* **GIVEN TEXT**
Forests burned by wildfires sometimes need a little help to recover and regenerate. Even when some trees survive amid hillsides of blackened stands, they are often not able to drop enough cones to reseed the next generation of forest. The U.S. Forest Service has found that cones collected from healthy trees in nearby areas can be used to bridge the gap.
Toward that end, the San Juan National Forest contracted this year with Dr. Spruce Lore Axe Tree Service, a small business based in Spokane, Washington, to send certified climbers to the tops of trees. The cones they plucked this fall will become the seedlings of the future, but first they had to take a trip to Nebraska.
There, at the Charles E. Bessey Nursery, the oldest federal seedling nursery in the nation, the cones are stored in a cool, dry place until they open. Then seeds are separated from the cones with screens and shakers and cleaned. At that point, the seeds are ready for labeling and storage until the national forest calls for them.
“We only plant seedlings grown from cones native to the San Juan, because they are uniquely adapted to our climate and location,” said Gretchen Fitzgerald, San Juan National Forest forester. “Cones from other areas are genetically different, and their seed will not survive or thrive as well as our local varieties.”
Some of San Juan forest’s seeds will be stored in Bessey’s regional seed bank; others will be planted in the nursery’s 46 acres of irrigated seedbeds or controlled-environment greenhouse. Seeds planted in January will be ready to be shipped to the forest as seedlings by the next spring or fall.

* **ASSIGNED TASK**
Copy out the full cone-collecting text word for word. The records have nothing to do with the cone-collecting text.

* **DATA SUPPLIED**
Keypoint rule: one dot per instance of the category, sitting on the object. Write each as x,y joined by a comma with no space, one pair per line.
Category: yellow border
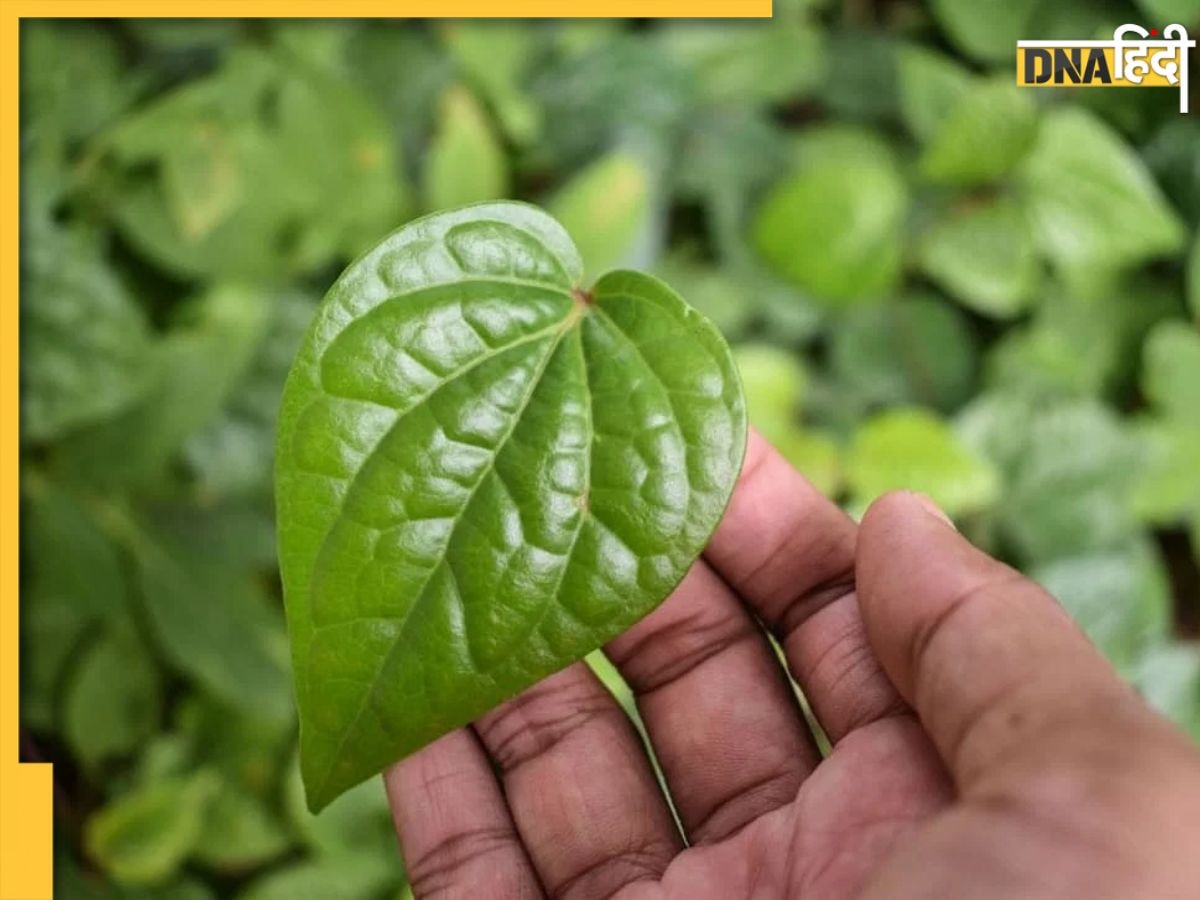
390,9
27,790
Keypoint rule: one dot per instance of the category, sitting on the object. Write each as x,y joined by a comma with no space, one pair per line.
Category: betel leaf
484,472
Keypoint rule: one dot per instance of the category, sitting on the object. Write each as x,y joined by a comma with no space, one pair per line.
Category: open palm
972,730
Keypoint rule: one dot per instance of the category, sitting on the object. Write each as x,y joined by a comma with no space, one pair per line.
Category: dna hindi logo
1134,58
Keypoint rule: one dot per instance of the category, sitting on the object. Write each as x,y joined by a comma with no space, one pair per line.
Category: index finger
789,552
1002,678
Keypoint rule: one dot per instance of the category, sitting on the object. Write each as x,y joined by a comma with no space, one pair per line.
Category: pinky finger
455,831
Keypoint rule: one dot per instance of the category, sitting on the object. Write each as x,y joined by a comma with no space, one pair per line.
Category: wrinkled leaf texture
484,473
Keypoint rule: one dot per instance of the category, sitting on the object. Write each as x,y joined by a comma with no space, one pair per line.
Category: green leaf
85,349
465,163
606,209
1194,279
916,351
211,618
273,165
351,877
835,227
496,57
65,594
357,822
983,257
984,135
113,700
1069,491
1093,205
930,87
201,363
813,454
912,449
71,79
1169,679
987,29
773,381
1120,598
1186,11
1168,486
750,63
143,837
239,832
233,456
1171,369
484,473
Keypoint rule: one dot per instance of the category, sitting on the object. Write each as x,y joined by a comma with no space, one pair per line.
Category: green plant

* **WRITTEN ANSWER**
Forests burned by wildfires sometimes need a little help to recover and regenerate. Even when some trees survive amid hillsides of blackened stands, they are often not able to drop enough cones to reseed the next generation of forest. The U.S. Forest Service has found that cones collected from healthy trees in nearby areas can be used to bridge the gap.
Toward that end, the San Juan National Forest contracted this year with Dr. Spruce Lore Axe Tree Service, a small business based in Spokane, Washington, to send certified climbers to the tops of trees. The cones they plucked this fall will become the seedlings of the future, but first they had to take a trip to Nebraska.
There, at the Charles E. Bessey Nursery, the oldest federal seedling nursery in the nation, the cones are stored in a cool, dry place until they open. Then seeds are separated from the cones with screens and shakers and cleaned. At that point, the seeds are ready for labeling and storage until the national forest calls for them.
“We only plant seedlings grown from cones native to the San Juan, because they are uniquely adapted to our climate and location,” said Gretchen Fitzgerald, San Juan National Forest forester. “Cones from other areas are genetically different, and their seed will not survive or thrive as well as our local varieties.”
Some of San Juan forest’s seeds will be stored in Bessey’s regional seed bank; others will be planted in the nursery’s 46 acres of irrigated seedbeds or controlled-environment greenhouse. Seeds planted in January will be ready to be shipped to the forest as seedlings by the next spring or fall.